> [Challenge a]
Copy everything in the DMTCP thread from "On 01/07/16 19:34, Jiajun" down to "behavior on restart." word for word.

> [Supplied text]
'''
Ok great, thanks - it sounds perfectly safe to disable it the way we're
using it here then.
On 01/07/16 19:34, Jiajun Cao wrote:
> Hi Jonathan,
>
> Setting the environment variable is to disable the dl plugin of DMTCP.
> What the plugin mainly does is to disable checkpointing in the middle of
> dlopen()/dlclose(). Doing so may cause undefined behavior on restart.
> Disabling the dl plugin should be okay for most applications, since most
> programs load the shared libraries during initialization. If you do not
> checkpoint the app at this point, it's safe.
>
> Having said that, I'm still not sure why it fails to open the shared
> library, since dmtcp does nothing special about the dl calls, except
> what I described above.
>
> Let me know if you have any questions,
> Jiajun
>
> On Fri, Jul 1, 2016 at 12:01 PM, Jonathan Patterson <[email protected]
> <mailto:[email protected]>> wrote:
>
>
> This thread appears to have died, so in the hope of getting
> an answer
> from one of the developers, here's the basic question again:
> When told to "consider setting the environment variable
> DMTCP_DL_PLUGIN
> to 0", what are the implications of doing this? I've seen the error with
> every matlab job that people try to run so far. Does this error mean the
> program will not run ok? Does disabling the DL_PLUGIN (whatever that is)
> mean that checkpointing will not work?
> Some guidance please....
>
> On 29-Jun-16 8:08 AM, Jonathan Patterson wrote:
> >
> > Great, thank you.
> > We're just using TCP over gigabit ethernet for the network.
> > Slurm is 15.08.6, but it's not doing the checkpointing. I'm doing
> that manually. As fas as slurm is concerned, there is no checkpointing.
> > I'm not starting MPI jobs with dmtcp_launch - I'm not aiming to
> checkpoint the MPI jobs, it's the 1-core, low-memory simple jobs
> that I want to checkpoint, so these can be moved around to make way
> for the more complex jobs. So I'm thinking we can leave MPI out of this.
> > Most jobs are running with no problems, it's just the dmtcp ones
> that *occasionally* have a problem.
> > Some of the failing jobs (specific ones) complain about libdl.so
> (see below), but not all of them, if that helps. Maybe we should
> deal with that issue first?
'''
> [Data lines]
'''
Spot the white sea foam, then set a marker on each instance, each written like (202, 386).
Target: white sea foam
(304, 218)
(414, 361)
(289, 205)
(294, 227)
'''
> [Challenge b]
Can you rewrite the lines of the records with "white sea foam" replaced by "breaking surf" and nothing else changed?

> [Solution a]
On 01/07/16 19:34, Jiajun Cao wrote:
> Hi Jonathan,
>
> Setting the environment variable is to disable the dl plugin of DMTCP.
> What the plugin mainly does is to disable checkpointing in the middle of
> dlopen()/dlclose(). Doing so may cause undefined behavior on restart.

> [Solution b]
Spot the breaking surf, then set a marker on each instance, each written like (202, 386).
Target: breaking surf
(304, 218)
(414, 361)
(289, 205)
(294, 227)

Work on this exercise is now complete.